→ Data for processing
>>>>>

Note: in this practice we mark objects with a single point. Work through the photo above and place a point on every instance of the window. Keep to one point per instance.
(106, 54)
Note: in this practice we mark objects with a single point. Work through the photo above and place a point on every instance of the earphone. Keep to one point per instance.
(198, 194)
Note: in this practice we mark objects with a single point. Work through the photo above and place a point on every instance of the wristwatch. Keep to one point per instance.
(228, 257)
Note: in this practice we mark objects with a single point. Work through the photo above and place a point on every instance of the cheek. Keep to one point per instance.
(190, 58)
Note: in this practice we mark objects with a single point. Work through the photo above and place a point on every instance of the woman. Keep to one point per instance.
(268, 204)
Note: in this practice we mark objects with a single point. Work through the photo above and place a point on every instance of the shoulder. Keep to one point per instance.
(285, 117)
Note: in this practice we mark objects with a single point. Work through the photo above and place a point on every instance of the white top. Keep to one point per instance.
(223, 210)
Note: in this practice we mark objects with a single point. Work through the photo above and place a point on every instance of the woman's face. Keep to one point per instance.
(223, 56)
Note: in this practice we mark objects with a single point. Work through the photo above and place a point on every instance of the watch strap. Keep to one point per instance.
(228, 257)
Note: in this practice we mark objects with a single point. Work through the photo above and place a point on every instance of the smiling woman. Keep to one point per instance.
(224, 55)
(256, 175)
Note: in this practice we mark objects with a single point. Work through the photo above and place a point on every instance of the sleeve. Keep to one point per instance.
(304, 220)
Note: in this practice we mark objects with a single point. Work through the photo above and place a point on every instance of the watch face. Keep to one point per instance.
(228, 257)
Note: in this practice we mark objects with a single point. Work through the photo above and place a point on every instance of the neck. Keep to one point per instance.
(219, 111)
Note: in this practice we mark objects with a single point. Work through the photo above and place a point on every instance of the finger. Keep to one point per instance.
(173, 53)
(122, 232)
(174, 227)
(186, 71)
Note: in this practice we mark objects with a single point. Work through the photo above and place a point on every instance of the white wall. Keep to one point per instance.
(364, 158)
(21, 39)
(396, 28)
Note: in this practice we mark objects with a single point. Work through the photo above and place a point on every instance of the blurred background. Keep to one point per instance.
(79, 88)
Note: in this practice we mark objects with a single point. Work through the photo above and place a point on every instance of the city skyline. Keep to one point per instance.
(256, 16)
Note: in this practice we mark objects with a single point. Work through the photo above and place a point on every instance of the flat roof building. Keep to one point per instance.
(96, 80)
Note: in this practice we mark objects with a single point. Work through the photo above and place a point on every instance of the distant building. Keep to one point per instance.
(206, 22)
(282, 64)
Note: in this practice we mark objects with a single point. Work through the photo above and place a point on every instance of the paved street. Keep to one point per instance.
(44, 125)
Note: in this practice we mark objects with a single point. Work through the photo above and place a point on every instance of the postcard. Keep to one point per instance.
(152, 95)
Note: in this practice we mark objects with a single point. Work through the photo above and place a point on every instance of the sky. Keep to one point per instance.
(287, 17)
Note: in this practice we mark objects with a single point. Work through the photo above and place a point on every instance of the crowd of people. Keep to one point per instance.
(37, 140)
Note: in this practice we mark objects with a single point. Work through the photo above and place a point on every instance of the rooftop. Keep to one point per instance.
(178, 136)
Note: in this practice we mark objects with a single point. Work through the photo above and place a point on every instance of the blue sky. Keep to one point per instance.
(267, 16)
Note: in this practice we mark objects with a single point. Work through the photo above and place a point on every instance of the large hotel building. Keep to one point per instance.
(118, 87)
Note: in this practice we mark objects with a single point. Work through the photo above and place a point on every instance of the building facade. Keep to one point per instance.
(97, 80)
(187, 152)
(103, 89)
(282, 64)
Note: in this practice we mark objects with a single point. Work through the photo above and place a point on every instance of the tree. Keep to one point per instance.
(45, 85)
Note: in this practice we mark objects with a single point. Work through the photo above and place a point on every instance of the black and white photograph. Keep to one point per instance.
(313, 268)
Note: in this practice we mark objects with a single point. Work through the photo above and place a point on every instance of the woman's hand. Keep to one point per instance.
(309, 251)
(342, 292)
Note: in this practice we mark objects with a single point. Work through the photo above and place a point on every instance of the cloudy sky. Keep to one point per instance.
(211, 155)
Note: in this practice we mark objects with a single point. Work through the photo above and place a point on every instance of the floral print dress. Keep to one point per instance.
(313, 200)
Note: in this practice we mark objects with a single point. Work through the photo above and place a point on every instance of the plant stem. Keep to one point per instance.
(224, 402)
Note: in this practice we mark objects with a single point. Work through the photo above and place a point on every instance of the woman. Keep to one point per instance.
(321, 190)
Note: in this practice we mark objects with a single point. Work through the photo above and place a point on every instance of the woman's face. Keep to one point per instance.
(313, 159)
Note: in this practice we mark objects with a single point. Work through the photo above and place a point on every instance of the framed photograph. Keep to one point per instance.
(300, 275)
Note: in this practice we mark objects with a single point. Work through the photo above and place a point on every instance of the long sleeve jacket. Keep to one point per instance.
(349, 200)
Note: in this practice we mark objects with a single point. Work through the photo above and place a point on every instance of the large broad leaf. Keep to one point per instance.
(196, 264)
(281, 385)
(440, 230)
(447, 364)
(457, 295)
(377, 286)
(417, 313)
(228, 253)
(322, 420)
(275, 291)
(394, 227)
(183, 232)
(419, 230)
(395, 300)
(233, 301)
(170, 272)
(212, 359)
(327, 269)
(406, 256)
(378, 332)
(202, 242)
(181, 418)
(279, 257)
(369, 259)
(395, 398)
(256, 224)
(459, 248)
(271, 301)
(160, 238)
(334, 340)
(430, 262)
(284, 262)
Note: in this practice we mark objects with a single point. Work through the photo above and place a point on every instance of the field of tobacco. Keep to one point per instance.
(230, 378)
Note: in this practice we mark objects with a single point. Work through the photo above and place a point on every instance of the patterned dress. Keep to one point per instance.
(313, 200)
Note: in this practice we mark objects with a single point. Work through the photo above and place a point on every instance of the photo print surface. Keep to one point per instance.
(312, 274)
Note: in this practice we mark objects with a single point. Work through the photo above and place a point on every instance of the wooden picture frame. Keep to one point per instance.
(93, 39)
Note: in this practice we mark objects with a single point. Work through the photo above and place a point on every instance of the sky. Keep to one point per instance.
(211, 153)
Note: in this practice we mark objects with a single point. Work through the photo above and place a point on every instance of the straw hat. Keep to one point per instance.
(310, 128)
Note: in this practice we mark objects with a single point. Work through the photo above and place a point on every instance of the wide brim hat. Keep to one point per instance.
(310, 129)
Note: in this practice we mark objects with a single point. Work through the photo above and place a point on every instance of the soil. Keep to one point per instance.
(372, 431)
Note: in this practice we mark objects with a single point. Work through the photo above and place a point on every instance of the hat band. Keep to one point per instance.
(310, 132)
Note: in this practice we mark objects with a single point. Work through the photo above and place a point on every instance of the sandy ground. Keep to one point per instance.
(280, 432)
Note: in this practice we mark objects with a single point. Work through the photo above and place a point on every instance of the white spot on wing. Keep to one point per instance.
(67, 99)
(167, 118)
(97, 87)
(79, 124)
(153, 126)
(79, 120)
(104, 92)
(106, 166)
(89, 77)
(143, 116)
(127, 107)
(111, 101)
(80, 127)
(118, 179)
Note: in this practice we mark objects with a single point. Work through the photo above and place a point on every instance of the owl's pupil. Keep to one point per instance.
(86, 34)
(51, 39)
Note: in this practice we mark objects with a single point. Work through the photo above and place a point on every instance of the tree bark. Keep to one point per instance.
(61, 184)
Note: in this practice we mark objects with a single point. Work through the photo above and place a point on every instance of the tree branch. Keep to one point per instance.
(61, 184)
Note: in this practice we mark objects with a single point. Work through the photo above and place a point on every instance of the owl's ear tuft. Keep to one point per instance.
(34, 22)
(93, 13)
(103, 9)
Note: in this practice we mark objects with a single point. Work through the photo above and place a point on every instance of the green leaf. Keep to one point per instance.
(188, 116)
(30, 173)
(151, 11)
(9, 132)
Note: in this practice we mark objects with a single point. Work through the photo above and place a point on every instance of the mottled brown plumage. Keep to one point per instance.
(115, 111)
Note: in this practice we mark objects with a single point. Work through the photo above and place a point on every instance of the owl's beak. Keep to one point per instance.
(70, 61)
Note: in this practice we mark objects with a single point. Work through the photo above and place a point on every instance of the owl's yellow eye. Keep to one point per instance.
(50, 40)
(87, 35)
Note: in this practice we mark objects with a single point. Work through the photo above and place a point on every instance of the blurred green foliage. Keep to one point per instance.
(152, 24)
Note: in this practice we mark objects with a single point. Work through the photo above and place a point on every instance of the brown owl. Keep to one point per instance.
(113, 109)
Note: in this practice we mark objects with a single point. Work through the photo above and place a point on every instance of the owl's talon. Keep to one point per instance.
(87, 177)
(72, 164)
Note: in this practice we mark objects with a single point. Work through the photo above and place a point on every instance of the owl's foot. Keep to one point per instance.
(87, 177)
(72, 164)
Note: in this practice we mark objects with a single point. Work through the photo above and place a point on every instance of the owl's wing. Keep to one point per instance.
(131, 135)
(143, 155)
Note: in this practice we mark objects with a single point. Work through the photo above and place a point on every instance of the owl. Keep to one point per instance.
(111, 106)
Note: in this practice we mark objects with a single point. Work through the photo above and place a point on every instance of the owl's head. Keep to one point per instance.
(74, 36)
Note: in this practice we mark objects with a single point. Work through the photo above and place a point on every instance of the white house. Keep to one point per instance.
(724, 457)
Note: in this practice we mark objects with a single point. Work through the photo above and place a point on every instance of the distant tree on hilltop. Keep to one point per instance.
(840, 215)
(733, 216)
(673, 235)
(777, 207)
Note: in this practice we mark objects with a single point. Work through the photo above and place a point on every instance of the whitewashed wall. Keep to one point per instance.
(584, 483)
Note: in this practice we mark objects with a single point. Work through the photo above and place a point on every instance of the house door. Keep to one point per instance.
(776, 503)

<<<<<

→ Requirement
Exact repetition is required for the lines from the one that contains "owl's wing. Keep to one point per instance." through the final line; leave out everything else.

→ The answer
Note: in this practice we mark objects with a single point. Work through the photo above and place a point on every instance of the owl's wing. Keep to one point per instance.
(131, 135)
(143, 155)
Note: in this practice we mark objects with a single point. Work through the photo above and place a point on every instance of the owl. Keep to one point per instance.
(111, 106)
Note: in this practice we mark objects with a single point. Work through the photo above and place a point on every instance of the owl's head. Keep to one point per instance.
(74, 36)
Note: in this practice we mark objects with a single point. Work through the photo above and place a point on every instance of the white house. Keep to one point per instance.
(724, 457)
Note: in this practice we mark objects with a single point. Work through the photo above and place a point on every instance of the distant tree on hilltop. Keep to one point per instance.
(840, 215)
(733, 216)
(673, 235)
(777, 207)
Note: in this practice we mark objects with a single point. Work through the photo above and place a point on every instance of the whitewashed wall. Keep to one point per instance.
(584, 483)
Note: in this practice we mark objects with a single point. Work through the photo above and place a point on every instance of the house door. Keep to one point per instance.
(776, 503)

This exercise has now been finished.